### SHORT TASK 1
Pick out each line in the records that contains the word "kitchen", and copy those lines.

Secondly, Our affections may be melted, even upon the score and account of Christ; and yet that is no infallible evidence of a gracious heart. And the reasons for it are,

1. Because we find all sorts of affections discovered by such as have been no better than temporary believers. The stony ground hearers in Mat. 13: 20. “received the word with joy,” and so did John s hearers also, who for “a season rejoiced in his light,” John 3: 35. Now, if the affections of joy under the word may be exercised, why not of sorrow also? If the comfortable things revealed in the gospel may stir up the one, by a parity of reason, the sad things it reveals may answerably work upon the other. Even those Israelites whom Moses told they should fall by the sword, and not prosper, for the Lord would not be with them, because they were turned away from him; yet when Moses rehearsed the message of the Lord in their ears, they mourned greatly, Numb. 14: 39. I know the Lord pardoned many of them their iniquities, though he took vengeance on their inventions; and yet it is as true, that with many of them God was not well pleased, 1 Cor. 10: 5. Many instances of their weeping and mourning before the Lord we find in this sacred history; and yet their hearts were not steadfast with God.

2. Because though the object about which our affections and passions are moved, may be spiritual; yet the motives and principles that set them on work, may be but carnal and natural ones. When I see a person affected in the hearing of the word, or prayer, even unto tears, I cannot presently conclude, surely this is the effect of grace; for it is possible, the pathetical quality of subject matter, the rhetoric of the speaker, the very affecting tone, and modulation of the voice, may draw tears as well as faith working upon the spirituality, and deep concernment the soul hath in those things.

Whilst Austin was a Manichee, he sometimes heard Ambrose; and, saith he, “I was greatly affected in hearing him, even, unto tears many times:” howbeit, it was not the heavenly nature of the subject, but the abilities and rare parts of the speaker that so affected him. And this was the case of Ezekiel’s hearers, chap. 33: 32.

### TASK DATA
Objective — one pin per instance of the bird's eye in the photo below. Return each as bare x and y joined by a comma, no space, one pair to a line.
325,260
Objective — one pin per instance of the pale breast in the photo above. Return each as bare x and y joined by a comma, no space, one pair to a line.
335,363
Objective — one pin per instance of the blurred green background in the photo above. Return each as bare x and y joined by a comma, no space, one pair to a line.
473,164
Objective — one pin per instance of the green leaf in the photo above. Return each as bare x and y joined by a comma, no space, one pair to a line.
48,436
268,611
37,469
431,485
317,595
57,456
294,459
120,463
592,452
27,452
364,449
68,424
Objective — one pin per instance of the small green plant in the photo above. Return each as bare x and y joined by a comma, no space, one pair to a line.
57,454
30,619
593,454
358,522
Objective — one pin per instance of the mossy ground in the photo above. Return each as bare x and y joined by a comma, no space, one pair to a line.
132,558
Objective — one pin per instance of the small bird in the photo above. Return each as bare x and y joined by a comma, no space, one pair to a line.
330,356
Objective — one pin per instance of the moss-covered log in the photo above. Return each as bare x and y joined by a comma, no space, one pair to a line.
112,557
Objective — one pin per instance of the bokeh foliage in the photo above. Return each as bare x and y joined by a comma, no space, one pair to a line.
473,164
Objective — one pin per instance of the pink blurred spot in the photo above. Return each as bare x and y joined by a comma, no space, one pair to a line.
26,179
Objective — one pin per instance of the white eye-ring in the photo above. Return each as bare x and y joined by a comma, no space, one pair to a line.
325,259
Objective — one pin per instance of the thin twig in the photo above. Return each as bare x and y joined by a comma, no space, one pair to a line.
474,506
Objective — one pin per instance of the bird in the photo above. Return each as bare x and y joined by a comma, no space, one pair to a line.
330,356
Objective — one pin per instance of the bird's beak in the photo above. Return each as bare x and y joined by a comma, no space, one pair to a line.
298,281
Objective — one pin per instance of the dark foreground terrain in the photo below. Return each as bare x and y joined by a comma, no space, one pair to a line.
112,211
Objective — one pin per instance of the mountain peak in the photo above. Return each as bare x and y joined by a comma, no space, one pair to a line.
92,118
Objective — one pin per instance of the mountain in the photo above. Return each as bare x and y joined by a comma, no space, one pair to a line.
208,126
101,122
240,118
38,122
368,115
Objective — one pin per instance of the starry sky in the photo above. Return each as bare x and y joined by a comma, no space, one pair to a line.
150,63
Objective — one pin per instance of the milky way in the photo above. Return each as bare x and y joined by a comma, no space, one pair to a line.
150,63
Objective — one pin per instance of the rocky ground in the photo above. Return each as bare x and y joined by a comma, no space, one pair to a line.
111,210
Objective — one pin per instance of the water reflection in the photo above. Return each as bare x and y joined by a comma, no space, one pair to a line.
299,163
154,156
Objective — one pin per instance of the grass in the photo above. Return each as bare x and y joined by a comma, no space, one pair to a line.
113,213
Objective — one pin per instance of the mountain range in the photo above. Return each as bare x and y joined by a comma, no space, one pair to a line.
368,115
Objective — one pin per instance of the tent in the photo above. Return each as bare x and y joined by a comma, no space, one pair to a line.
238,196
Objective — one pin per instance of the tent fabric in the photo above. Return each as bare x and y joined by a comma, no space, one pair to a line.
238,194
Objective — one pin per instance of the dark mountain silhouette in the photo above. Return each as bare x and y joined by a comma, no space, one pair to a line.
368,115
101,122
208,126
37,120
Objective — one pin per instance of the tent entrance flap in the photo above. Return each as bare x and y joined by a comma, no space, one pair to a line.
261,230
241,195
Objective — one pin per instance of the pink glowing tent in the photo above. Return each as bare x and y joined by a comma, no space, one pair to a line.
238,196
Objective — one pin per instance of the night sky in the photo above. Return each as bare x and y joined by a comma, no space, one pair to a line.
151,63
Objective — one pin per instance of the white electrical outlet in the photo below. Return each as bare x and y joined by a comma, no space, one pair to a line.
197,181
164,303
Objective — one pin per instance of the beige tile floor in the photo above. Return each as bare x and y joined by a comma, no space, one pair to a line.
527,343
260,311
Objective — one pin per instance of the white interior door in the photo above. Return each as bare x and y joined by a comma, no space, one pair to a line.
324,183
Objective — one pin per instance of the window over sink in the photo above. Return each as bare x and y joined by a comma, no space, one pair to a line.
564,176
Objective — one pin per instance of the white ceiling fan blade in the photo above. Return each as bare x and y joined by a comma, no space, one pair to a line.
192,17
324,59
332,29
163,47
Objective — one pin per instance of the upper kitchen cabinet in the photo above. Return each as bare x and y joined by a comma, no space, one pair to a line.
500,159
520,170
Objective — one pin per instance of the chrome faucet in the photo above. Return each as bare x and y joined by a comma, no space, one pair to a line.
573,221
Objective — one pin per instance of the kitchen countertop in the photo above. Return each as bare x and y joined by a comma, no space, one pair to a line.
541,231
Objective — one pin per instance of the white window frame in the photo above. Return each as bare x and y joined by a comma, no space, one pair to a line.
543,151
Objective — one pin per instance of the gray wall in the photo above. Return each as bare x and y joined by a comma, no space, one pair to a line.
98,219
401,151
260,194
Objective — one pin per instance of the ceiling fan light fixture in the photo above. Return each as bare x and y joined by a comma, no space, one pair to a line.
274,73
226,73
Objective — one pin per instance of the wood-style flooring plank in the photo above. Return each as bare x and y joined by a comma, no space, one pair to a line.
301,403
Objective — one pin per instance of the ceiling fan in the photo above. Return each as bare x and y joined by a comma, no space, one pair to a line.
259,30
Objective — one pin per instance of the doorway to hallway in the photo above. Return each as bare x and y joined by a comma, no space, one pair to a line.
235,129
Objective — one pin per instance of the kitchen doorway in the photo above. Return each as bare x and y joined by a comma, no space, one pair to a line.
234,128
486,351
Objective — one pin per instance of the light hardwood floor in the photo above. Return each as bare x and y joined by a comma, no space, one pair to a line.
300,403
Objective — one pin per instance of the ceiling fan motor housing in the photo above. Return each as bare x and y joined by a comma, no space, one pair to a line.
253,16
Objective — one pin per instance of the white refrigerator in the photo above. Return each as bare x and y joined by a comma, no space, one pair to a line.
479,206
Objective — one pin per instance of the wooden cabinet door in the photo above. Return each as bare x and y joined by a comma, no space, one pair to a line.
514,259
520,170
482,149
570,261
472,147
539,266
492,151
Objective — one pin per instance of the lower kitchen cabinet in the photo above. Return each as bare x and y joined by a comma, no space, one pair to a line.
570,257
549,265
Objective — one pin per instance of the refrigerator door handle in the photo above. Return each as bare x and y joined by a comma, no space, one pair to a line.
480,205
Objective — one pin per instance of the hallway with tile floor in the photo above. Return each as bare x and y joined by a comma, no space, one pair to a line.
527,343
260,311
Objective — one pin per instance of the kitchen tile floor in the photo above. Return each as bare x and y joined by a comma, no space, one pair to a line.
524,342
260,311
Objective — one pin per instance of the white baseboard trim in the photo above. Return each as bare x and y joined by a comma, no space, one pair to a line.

### SHORT TASK 2
Extend the text above on whether affections moved toward Christ prove a gracious heart, starting right after its final sentence.

### TASK ANSWER 1
Objective — one pin per instance of the upper kitchen cabinet in the photo above. Return each as bare x and y joined by a comma, no space, one pair to a line.
Objective — one pin per instance of the kitchen countertop in the photo above. Return each as bare x and y joined by a comma, no space, one pair to a line.
Objective — one pin per instance of the kitchen doorway in the photo above. Return each as bare x and y joined by a comma, no space, one pair to a line.
Objective — one pin per instance of the lower kitchen cabinet in the photo above. Return each as bare x and y joined by a comma, no space, one pair to a line.
Objective — one pin per instance of the kitchen tile floor in the photo above. Return each as bare x and y joined by a comma, no space, one pair to a line.

### TASK ANSWER 2
Again, 3. These motions of the affections may rather be a fit and mood, than the very frame and temper of the soul. Now there is a vast difference betwixt these; there are times and seasons, when the roughest and most obdurate hearts may be pensive and tender: but that is not its temper and frame, but only a fit, a pang, a transient passion. So the Lord complains of them, Hos. 6: 4. “O Ephraim, what shall I do unto thee? O Judah, what shall I do unto thee? for your goodness is as a morning cloud and as the early dew, it goeth away. And so he complains, Psal. 78: 34, 35, 36. When he slew them, then they sought him: and they returned and enquired early after God. And the remembered that God was their rock, and the most high God their redeemer; nevertheless they did flatter him with their lips, and lied unto him with their tongues.” For had this remembrance of God been the gracious temper of their souls, it would have continued with them; they would not have been thus wavering thus hot and cold with God, as they were. Therefore we conclude, that we cannot infer a work of grace upon the heart, simply and mere from the meltings and thaws that are sometimes upon it. And hence, for your use, I shall infer, that,

Inference 1. If such as sometimes feel their hearts thawed and melted with the consideration of the sufferings of Christ, may yet be deceived; What cause have they to fear and tremble, whose hearts are as unrelenting as rocks, yielding to nothing that is proposed, or urged upon them? How many such are there, of whom we may say, as Christ speaks of the inflexible Jews, “We have piped unto you, but ye have not danced; we have mourned unto you, but you have not lamented” Mat. 11: 17. They must inevitably come short of heaven, who come so short of those that do come short of heaven. If those perish that have rejoiced under the promises, and mourned under the threats of the word; what shall become of them that are as unconcerned, and unteached by what they hear, as the seats they sit on, or the dead that lie under their feet? Who are given up to such hardness of heart, that nothing can touch or affect them? One would think, the consideration of the sixth chapter to the Hebrew should startle such men and women, and make them cry out, Lord, what will become of such a senseless, stupid, dead creature as I am? If they that shave been enlightened, and have tasted of the heavenly gift, and were made partakers of the Holy Ghost, and have tasted the good word of God, and the powers of the world to come, may, notwithstanding such high raised affections as these, so fall away, that it shall be impossible to renew them again by repentance, what shall we then say, or think of his estate, to whom the most penetrating and awakening truths are no more than a tale that is told? The fire and hammer of the gospel can neither melt nor break them; they are iron and brass, Jer. 6: 28, 29.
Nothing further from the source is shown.